◆ Exercise
Which lines in the entries below contain the string "grain"? Find and copy every one of them.

◆ Material
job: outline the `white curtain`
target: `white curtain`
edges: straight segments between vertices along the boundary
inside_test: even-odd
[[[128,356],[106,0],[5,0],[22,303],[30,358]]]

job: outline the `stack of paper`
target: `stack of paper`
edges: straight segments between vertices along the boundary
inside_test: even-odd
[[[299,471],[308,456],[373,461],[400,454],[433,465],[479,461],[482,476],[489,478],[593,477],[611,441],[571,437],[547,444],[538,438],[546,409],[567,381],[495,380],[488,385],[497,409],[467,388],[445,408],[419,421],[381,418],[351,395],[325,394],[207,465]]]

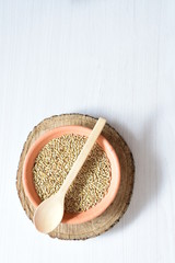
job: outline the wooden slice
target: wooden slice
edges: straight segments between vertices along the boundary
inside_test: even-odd
[[[44,119],[30,133],[20,157],[16,174],[16,188],[21,204],[31,220],[33,219],[34,207],[26,197],[22,184],[23,163],[30,147],[36,139],[39,138],[40,135],[52,128],[63,125],[82,125],[93,128],[95,123],[96,118],[91,116],[81,114],[63,114]],[[105,136],[112,144],[119,158],[121,167],[121,182],[118,194],[113,204],[97,218],[80,225],[60,224],[51,233],[49,233],[51,238],[74,240],[98,236],[119,221],[130,203],[135,179],[135,164],[130,149],[121,136],[108,124],[105,125],[102,135]]]

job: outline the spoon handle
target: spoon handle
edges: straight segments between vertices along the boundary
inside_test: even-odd
[[[85,145],[83,146],[83,149],[81,150],[80,155],[78,156],[78,159],[73,163],[70,172],[68,173],[66,180],[63,181],[63,184],[61,185],[59,193],[66,194],[69,186],[78,175],[80,169],[82,168],[83,163],[85,162],[90,151],[92,150],[96,139],[98,138],[103,127],[105,126],[106,119],[100,117],[97,123],[95,124],[93,130],[91,132]]]

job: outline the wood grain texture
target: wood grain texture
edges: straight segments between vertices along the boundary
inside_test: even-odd
[[[25,195],[22,183],[23,163],[30,147],[40,135],[55,127],[62,125],[81,125],[93,128],[95,123],[95,118],[86,115],[65,114],[44,119],[30,133],[19,162],[16,187],[21,204],[31,220],[33,220],[34,217],[34,207]],[[102,134],[114,147],[119,158],[121,182],[118,194],[113,204],[101,216],[80,225],[60,224],[51,233],[49,233],[52,238],[80,240],[96,237],[118,222],[130,203],[135,175],[135,164],[130,149],[121,136],[119,136],[119,134],[109,125],[105,125]]]
[[[174,14],[174,0],[0,0],[0,262],[175,262]],[[136,162],[125,216],[79,242],[39,235],[15,187],[28,132],[74,112],[104,116]]]

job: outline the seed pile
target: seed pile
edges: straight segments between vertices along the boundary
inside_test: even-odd
[[[63,135],[50,140],[39,151],[33,175],[36,192],[42,199],[58,192],[85,141],[83,136]],[[95,206],[107,193],[109,183],[109,161],[104,150],[95,144],[69,187],[65,199],[66,211],[79,213]]]

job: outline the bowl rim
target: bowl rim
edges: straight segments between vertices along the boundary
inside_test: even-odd
[[[22,181],[23,181],[24,192],[27,198],[30,199],[30,202],[32,203],[32,205],[34,206],[34,208],[36,208],[42,202],[35,191],[35,186],[33,183],[33,174],[32,174],[33,164],[38,152],[42,150],[42,148],[46,144],[48,144],[48,141],[50,141],[54,138],[59,138],[66,134],[75,134],[75,135],[88,137],[91,130],[92,130],[91,128],[79,126],[79,125],[59,126],[49,132],[44,133],[30,147],[24,160]],[[108,191],[106,195],[103,197],[103,199],[100,203],[97,203],[94,207],[81,213],[74,213],[74,214],[65,213],[63,219],[61,221],[62,224],[82,224],[96,218],[107,209],[107,207],[113,203],[113,201],[117,195],[117,192],[120,185],[120,164],[119,164],[117,153],[114,150],[113,146],[109,144],[109,141],[102,134],[98,136],[96,142],[106,152],[110,163],[112,179],[110,179]],[[28,172],[31,173],[30,178],[28,178]]]

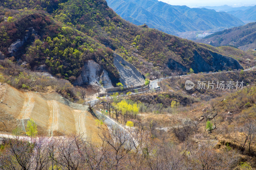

◆ Completed exercise
job: outline the wood grain texture
target: wood grain texture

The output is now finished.